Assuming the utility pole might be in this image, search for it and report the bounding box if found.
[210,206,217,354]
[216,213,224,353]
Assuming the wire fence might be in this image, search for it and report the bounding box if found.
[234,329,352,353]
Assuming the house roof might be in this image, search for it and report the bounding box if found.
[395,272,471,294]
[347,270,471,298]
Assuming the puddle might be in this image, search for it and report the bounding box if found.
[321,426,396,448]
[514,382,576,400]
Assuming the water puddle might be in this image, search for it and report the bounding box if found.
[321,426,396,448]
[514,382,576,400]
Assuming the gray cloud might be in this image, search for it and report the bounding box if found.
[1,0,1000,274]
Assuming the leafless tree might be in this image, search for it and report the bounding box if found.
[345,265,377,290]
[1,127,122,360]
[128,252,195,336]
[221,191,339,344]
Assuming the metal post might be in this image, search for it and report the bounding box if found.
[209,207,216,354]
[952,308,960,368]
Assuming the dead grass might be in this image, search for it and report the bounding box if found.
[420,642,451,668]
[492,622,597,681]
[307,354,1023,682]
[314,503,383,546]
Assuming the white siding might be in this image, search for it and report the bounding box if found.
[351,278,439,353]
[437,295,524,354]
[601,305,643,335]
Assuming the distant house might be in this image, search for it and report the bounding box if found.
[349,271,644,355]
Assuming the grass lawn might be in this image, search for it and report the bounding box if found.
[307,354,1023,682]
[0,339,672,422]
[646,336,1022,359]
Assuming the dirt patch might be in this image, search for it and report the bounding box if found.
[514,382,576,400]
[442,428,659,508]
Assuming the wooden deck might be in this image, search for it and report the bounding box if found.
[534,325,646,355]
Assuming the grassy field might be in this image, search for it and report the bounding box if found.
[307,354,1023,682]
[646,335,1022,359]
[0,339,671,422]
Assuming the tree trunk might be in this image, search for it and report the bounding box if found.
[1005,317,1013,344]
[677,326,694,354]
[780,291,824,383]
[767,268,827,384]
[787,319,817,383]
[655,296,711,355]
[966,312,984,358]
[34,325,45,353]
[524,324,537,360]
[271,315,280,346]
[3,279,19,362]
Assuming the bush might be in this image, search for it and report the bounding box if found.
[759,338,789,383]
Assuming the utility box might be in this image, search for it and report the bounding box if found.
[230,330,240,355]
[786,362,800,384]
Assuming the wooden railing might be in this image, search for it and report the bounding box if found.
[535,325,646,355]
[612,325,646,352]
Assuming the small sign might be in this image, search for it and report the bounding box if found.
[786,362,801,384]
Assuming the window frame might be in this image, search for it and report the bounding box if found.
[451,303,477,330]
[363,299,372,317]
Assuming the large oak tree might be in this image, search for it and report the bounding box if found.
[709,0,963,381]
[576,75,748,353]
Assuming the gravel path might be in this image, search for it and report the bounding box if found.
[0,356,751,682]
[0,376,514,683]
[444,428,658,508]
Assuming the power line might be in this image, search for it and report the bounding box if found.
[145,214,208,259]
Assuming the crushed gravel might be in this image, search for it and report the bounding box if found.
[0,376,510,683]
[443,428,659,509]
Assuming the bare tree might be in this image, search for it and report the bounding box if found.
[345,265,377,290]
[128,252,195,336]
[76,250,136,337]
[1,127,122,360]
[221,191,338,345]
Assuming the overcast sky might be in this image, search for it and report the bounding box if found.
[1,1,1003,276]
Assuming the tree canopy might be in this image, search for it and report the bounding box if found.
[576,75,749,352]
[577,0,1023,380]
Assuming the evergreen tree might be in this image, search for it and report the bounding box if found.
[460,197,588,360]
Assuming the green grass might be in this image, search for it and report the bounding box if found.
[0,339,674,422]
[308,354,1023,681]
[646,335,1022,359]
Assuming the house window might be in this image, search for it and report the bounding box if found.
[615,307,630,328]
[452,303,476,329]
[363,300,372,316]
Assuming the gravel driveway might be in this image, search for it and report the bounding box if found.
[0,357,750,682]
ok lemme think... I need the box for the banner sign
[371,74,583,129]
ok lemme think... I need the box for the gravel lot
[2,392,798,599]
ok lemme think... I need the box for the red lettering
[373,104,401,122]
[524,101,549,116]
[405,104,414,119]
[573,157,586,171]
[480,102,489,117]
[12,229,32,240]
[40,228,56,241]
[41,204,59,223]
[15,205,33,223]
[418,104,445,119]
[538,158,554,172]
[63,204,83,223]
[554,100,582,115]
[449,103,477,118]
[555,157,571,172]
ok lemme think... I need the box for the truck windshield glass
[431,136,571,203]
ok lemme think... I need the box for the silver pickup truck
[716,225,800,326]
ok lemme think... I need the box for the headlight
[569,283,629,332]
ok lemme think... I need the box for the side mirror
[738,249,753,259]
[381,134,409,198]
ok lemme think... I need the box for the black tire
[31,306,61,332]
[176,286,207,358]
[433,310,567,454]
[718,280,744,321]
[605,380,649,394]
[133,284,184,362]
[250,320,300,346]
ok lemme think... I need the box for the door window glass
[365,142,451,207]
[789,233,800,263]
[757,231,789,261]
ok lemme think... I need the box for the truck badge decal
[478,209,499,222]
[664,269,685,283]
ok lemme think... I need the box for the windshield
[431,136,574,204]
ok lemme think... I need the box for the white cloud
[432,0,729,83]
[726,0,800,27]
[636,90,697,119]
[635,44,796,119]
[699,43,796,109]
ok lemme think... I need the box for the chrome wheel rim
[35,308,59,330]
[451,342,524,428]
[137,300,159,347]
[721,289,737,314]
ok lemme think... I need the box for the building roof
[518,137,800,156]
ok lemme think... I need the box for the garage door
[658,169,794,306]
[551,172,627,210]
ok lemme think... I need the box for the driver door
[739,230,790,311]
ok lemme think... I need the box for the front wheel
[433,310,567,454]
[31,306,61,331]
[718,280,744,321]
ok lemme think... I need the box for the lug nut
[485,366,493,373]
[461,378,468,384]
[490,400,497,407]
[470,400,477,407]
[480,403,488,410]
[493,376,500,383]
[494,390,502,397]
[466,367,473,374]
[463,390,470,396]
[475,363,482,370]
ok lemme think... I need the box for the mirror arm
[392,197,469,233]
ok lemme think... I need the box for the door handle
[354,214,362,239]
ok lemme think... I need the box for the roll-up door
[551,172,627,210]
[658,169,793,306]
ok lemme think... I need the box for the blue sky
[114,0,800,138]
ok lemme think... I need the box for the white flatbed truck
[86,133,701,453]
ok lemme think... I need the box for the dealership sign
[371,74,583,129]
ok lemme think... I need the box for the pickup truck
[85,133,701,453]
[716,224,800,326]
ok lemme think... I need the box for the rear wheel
---
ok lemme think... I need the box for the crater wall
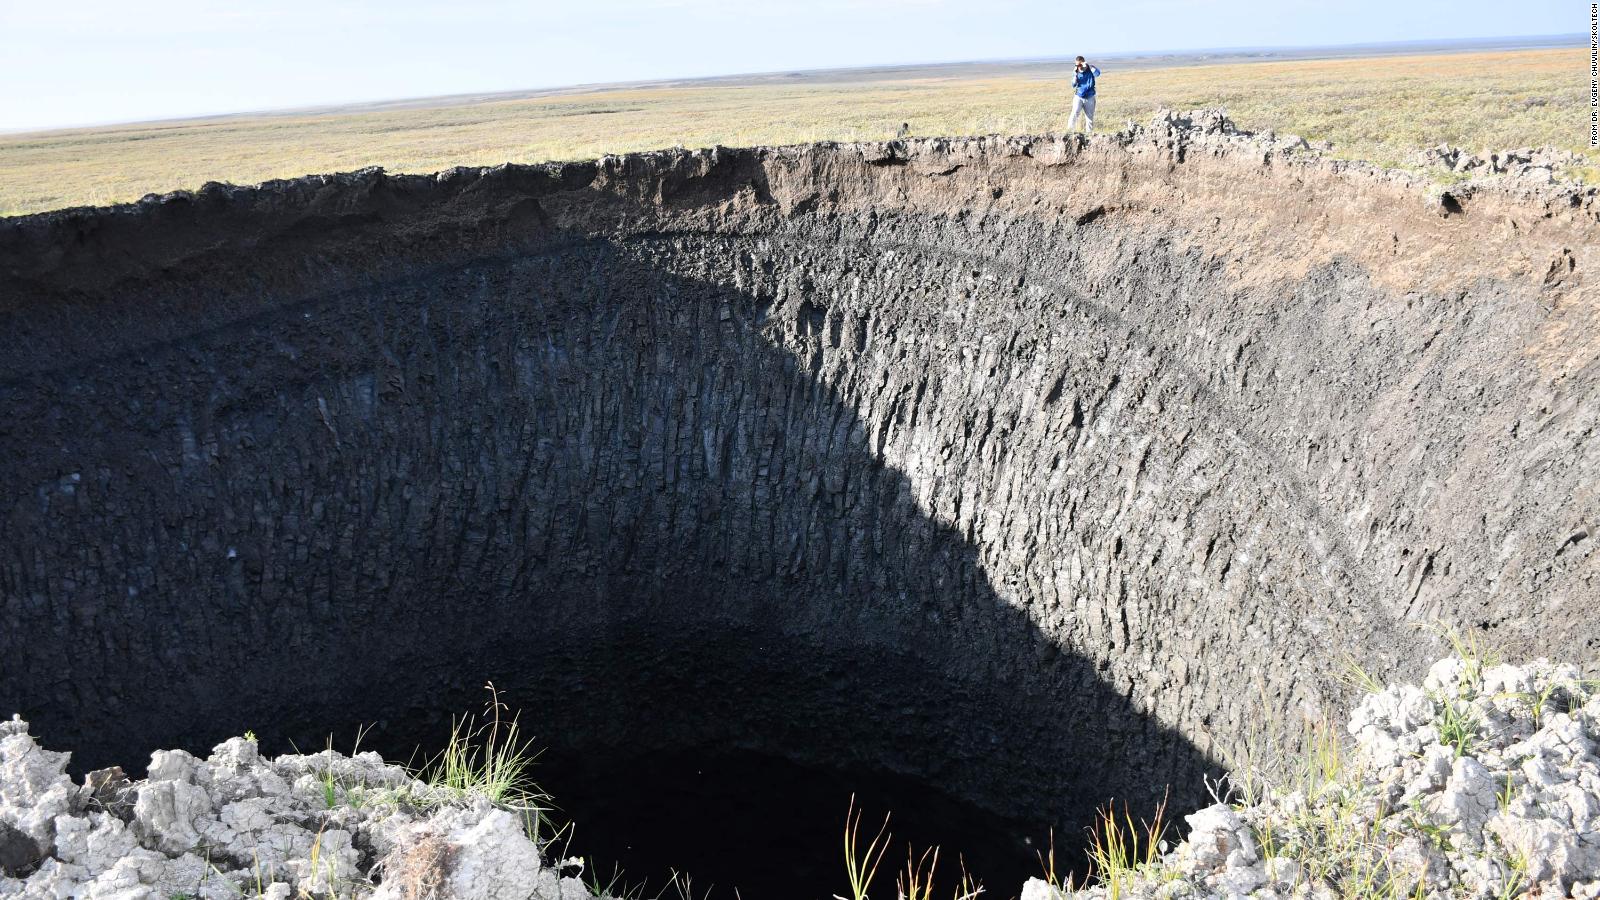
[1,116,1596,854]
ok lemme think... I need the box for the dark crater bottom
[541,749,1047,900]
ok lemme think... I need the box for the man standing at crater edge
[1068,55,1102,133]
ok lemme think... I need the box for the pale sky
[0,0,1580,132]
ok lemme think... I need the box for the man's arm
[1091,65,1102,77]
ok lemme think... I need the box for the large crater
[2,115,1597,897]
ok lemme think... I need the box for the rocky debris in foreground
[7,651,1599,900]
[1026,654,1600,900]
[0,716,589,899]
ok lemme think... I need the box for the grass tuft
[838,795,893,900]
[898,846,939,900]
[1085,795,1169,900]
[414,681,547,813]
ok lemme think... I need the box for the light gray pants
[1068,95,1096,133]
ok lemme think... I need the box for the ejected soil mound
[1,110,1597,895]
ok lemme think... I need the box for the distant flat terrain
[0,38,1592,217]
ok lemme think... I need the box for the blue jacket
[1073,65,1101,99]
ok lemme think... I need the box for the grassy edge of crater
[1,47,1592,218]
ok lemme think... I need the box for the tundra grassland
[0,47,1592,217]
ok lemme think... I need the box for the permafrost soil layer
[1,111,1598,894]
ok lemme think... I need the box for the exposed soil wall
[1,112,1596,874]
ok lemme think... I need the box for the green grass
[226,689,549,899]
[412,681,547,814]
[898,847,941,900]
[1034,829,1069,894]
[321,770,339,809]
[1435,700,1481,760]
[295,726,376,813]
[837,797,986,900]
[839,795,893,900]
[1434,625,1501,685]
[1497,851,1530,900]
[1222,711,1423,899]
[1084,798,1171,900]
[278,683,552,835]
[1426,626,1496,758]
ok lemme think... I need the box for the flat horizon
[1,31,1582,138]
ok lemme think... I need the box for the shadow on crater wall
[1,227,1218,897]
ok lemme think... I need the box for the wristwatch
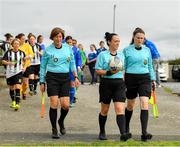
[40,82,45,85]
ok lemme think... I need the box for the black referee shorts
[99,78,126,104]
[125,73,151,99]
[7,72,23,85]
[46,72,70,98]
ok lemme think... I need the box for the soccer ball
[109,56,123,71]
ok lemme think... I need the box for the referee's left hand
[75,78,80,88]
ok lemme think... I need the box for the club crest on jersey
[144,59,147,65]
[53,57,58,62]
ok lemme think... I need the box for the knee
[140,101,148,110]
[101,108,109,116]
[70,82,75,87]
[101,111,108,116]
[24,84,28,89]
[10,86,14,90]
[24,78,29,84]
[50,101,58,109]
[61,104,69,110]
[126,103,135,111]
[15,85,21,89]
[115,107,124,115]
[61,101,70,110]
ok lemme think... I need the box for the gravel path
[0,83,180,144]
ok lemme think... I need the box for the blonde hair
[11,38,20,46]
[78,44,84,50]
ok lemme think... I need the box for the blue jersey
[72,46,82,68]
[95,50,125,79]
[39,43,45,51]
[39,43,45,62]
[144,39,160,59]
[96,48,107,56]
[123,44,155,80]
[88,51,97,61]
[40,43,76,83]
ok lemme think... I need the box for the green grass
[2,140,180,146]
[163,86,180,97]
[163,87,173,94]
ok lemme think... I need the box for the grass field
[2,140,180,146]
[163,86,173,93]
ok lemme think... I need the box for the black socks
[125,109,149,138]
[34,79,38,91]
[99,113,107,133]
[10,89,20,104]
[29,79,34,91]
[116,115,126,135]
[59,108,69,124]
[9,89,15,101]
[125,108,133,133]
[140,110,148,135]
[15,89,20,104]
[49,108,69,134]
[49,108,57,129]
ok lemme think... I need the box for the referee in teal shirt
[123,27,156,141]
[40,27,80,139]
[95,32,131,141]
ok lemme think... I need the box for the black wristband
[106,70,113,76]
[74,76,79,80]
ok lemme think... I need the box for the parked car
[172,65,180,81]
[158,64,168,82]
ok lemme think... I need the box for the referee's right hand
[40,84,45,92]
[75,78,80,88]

▶ **WHAT NEEDS TO BE DONE**
The listing above holds a line with "ok lemme think... I need the box for the building" and a line with "ok lemme think... I need the box for the rear". Print the stretch from the first through the second, exactly and alone.

▶ **TASK SOLUTION**
ok lemme think... I need the box for the building roof
[518,137,800,156]
ok lemme think... I need the box for the garage door
[658,169,794,306]
[551,172,627,210]
ok lemme think... I need the box for the driver door
[739,230,790,311]
ok lemme think... I need the box for the front wheel
[433,310,567,454]
[31,306,61,331]
[718,280,744,321]
ok lemme think... I need the box for the lug nut
[485,366,493,373]
[461,378,468,384]
[490,400,497,407]
[470,400,477,407]
[480,403,488,410]
[493,376,500,383]
[494,390,502,397]
[466,367,473,374]
[463,390,470,396]
[475,363,482,370]
ok lemme think... I need the box for the mirror arm
[392,197,469,233]
ok lemme think... I need the box for the door handle
[354,214,362,239]
ok lemme think... I need the box for the roll-up door
[551,172,627,210]
[658,169,793,306]
ok lemme think... I need the box for the blue sky
[114,0,800,138]
ok lemme think... I need the box for the white flatbed truck
[86,133,701,453]
ok lemme think... I need the box for the dealership sign
[371,74,583,129]
ok lemme think... I need the box for the pickup truck
[85,133,701,453]
[716,224,800,326]
ok lemme think... I need the box for the rear wheel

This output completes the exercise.